→ **THE PROBLEM**
Reproduce every one of the lines below, requests included. Multiply each x and y coordinate in the answers by 0.35 and round it to a whole number, rounding halves up. Leave the coordinates within the requests unchanged.

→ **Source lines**
>> Start

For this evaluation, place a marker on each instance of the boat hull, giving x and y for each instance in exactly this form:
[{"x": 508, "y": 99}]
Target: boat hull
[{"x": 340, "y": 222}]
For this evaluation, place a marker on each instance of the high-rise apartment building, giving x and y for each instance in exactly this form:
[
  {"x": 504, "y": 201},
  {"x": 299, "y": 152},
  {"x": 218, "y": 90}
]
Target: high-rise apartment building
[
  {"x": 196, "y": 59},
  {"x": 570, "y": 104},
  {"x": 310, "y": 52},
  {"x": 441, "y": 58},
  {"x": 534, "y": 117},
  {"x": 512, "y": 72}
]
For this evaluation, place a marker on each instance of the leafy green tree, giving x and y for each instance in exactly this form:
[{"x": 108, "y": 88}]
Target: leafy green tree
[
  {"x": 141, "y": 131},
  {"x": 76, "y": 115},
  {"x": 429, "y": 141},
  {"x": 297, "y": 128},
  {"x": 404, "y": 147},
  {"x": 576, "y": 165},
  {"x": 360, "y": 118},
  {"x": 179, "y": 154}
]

>> End

→ **COMPLETE OUTPUT**
For this evaluation, place a marker on each instance of the boat hull, giving x and y for each instance in exactly this form:
[{"x": 508, "y": 99}]
Target: boat hull
[{"x": 119, "y": 78}]
For this evaluation, place a marker on each instance of the high-rise apartment building, giving x and y for each instance in exactly this form:
[
  {"x": 504, "y": 201},
  {"x": 299, "y": 152},
  {"x": 218, "y": 90}
]
Target: high-rise apartment building
[
  {"x": 69, "y": 21},
  {"x": 200, "y": 36},
  {"x": 109, "y": 18},
  {"x": 154, "y": 20},
  {"x": 187, "y": 41},
  {"x": 179, "y": 25}
]
For this evaluation, place a marker on each instance of the leafy green tree, giving x and y for each instance in exactly this form:
[{"x": 108, "y": 88}]
Target: leafy green tree
[
  {"x": 49, "y": 46},
  {"x": 27, "y": 40},
  {"x": 150, "y": 49},
  {"x": 104, "y": 45},
  {"x": 141, "y": 51},
  {"x": 202, "y": 58},
  {"x": 126, "y": 41},
  {"x": 63, "y": 54}
]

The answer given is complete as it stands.